• **WORK TO COMPLETE**
Recast every one of the following records as a JSON list of strings, one string per line, leaving out blank lines.

• **LISTED RECORDS**
- - -

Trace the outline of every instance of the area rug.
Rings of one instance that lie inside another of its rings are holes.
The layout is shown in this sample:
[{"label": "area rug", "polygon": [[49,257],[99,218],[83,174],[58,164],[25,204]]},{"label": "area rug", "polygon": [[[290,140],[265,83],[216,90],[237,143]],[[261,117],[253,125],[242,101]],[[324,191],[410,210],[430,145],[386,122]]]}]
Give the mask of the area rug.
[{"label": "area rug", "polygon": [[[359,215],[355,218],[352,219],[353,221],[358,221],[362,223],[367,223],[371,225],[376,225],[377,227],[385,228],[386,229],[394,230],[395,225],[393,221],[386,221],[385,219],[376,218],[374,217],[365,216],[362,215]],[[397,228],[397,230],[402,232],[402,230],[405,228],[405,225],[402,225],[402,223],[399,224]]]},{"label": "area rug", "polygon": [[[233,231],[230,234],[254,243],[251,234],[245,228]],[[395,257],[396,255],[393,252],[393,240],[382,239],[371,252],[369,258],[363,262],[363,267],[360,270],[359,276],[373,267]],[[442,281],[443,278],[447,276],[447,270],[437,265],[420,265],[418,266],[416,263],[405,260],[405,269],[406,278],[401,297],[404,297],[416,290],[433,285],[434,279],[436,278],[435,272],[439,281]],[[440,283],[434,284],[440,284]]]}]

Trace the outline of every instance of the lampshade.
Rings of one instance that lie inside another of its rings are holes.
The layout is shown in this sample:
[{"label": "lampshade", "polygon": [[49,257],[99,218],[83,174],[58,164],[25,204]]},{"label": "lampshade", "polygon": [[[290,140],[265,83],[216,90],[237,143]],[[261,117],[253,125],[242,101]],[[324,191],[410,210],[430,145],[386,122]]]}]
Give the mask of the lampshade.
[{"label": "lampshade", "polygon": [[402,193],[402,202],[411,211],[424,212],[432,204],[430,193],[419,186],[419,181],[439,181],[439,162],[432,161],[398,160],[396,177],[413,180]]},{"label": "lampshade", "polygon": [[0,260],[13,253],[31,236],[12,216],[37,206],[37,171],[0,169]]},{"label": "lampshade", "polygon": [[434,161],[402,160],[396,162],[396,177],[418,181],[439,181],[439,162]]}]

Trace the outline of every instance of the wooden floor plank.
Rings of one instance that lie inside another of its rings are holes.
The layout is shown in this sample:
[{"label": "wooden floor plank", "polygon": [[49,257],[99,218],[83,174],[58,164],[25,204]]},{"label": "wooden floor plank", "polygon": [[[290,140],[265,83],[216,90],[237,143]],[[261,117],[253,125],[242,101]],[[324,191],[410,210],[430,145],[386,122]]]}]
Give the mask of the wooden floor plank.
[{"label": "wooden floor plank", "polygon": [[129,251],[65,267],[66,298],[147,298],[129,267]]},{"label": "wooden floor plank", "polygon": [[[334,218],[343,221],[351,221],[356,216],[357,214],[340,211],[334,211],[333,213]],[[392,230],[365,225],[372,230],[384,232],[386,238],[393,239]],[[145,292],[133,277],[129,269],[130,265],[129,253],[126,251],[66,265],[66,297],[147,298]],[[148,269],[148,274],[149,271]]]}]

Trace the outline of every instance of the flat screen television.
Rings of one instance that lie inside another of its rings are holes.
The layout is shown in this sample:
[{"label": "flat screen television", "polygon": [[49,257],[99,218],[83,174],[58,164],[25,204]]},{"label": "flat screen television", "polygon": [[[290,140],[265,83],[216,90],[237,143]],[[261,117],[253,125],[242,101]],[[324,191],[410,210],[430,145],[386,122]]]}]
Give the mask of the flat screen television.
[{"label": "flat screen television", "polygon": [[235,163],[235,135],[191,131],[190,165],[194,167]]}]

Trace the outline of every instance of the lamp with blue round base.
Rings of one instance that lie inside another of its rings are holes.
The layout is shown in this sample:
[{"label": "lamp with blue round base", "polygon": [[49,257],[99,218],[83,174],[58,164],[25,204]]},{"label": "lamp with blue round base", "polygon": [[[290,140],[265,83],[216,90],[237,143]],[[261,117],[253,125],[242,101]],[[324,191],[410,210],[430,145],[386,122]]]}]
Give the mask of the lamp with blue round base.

- - -

• **EXPECTED OUTPUT**
[
  "Trace the outline of every instance of the area rug.",
  "Rings of one instance that lie inside another of its rings are holes.",
  "The layout is shown in this sample:",
  "[{\"label\": \"area rug\", \"polygon\": [[49,257],[99,218],[83,174],[58,164],[25,204]]},{\"label\": \"area rug\", \"polygon\": [[[290,140],[265,83],[216,90],[237,143]],[[261,117],[253,125],[242,101]],[[324,191],[410,210],[430,145],[386,122]]]}]",
  "Give the mask of the area rug.",
  "[{\"label\": \"area rug\", \"polygon\": [[[359,215],[355,218],[352,219],[353,221],[358,221],[362,223],[367,223],[371,225],[376,225],[377,227],[385,228],[386,229],[394,230],[395,225],[393,221],[386,221],[385,219],[376,218],[374,217],[365,216],[362,215]],[[397,228],[397,230],[402,232],[402,230],[405,228],[405,225],[402,225],[402,223],[399,224]]]},{\"label\": \"area rug\", \"polygon\": [[[233,231],[230,234],[254,243],[251,234],[245,228]],[[395,257],[396,255],[393,252],[393,240],[382,239],[371,252],[369,258],[363,262],[363,267],[360,270],[359,276],[373,267]],[[442,281],[443,278],[447,276],[447,270],[437,265],[420,265],[418,266],[416,263],[405,260],[405,269],[406,278],[401,297],[404,297],[416,290],[433,285],[434,279],[436,278],[435,272],[439,281]],[[440,283],[434,284],[440,284]]]}]",
  "Trace the outline of every instance of the lampshade.",
  "Rings of one instance that lie inside another of its rings are holes.",
  "The layout is shown in this sample:",
  "[{\"label\": \"lampshade\", \"polygon\": [[49,257],[99,218],[83,174],[58,164],[25,204]]},{\"label\": \"lampshade\", \"polygon\": [[[290,140],[265,83],[216,90],[237,143]],[[261,117],[253,125],[242,101]],[[324,191],[410,210],[430,145],[386,122]]]}]",
  "Give the mask of the lampshade.",
  "[{\"label\": \"lampshade\", \"polygon\": [[402,193],[402,202],[411,211],[424,212],[432,204],[430,193],[419,186],[419,181],[439,181],[439,162],[432,161],[398,160],[396,177],[413,180]]},{\"label\": \"lampshade\", \"polygon\": [[0,260],[13,253],[31,236],[12,216],[37,206],[37,171],[0,169]]},{\"label\": \"lampshade\", \"polygon\": [[434,161],[402,160],[396,162],[396,177],[418,181],[439,181],[439,162]]}]",
  "Trace the outline of every instance of the wooden floor plank.",
  "Rings of one instance that lie inside another of its rings are holes.",
  "The layout is shown in this sample:",
  "[{\"label\": \"wooden floor plank\", \"polygon\": [[49,257],[99,218],[83,174],[58,164],[25,204]]},{\"label\": \"wooden floor plank\", \"polygon\": [[[290,140],[265,83],[216,90],[237,143]],[[261,117],[253,125],[242,101]],[[324,191],[410,210],[430,145],[386,122]]]}]",
  "Give the mask of the wooden floor plank.",
  "[{\"label\": \"wooden floor plank\", \"polygon\": [[129,251],[65,267],[66,298],[147,298],[129,267]]},{\"label\": \"wooden floor plank\", \"polygon\": [[[334,218],[343,221],[351,221],[356,216],[357,214],[340,211],[334,211],[333,213]],[[392,230],[365,225],[372,230],[384,232],[386,238],[393,239]],[[145,292],[133,277],[129,269],[130,265],[129,253],[126,251],[66,265],[66,297],[147,298]],[[148,269],[148,274],[149,271]]]}]",
  "Trace the outline of every instance of the flat screen television.",
  "Rings of one instance that lie inside another of its rings are holes.",
  "The layout is shown in this sample:",
  "[{\"label\": \"flat screen television\", \"polygon\": [[49,257],[99,218],[83,174],[58,164],[25,204]]},{\"label\": \"flat screen television\", \"polygon\": [[[290,140],[265,83],[216,90],[237,143]],[[261,117],[253,125],[242,101]],[[324,191],[410,210],[430,145],[386,122]]]}]",
  "Give the mask of the flat screen television.",
  "[{\"label\": \"flat screen television\", \"polygon\": [[235,163],[235,135],[191,131],[190,165],[194,167]]}]",
  "Trace the outline of every instance of the lamp with blue round base.",
  "Rings of one instance that lie inside another of its rings are holes.",
  "The layout is shown in this sample:",
  "[{\"label\": \"lamp with blue round base\", \"polygon\": [[49,257],[99,218],[83,174],[58,164],[25,204]]},{\"label\": \"lamp with blue round base\", \"polygon\": [[[290,140],[265,83],[216,90],[237,143]],[[261,117],[253,125],[242,101]],[[324,191],[410,210],[430,145],[386,122]]]}]",
  "Give the mask of the lamp with blue round base."
]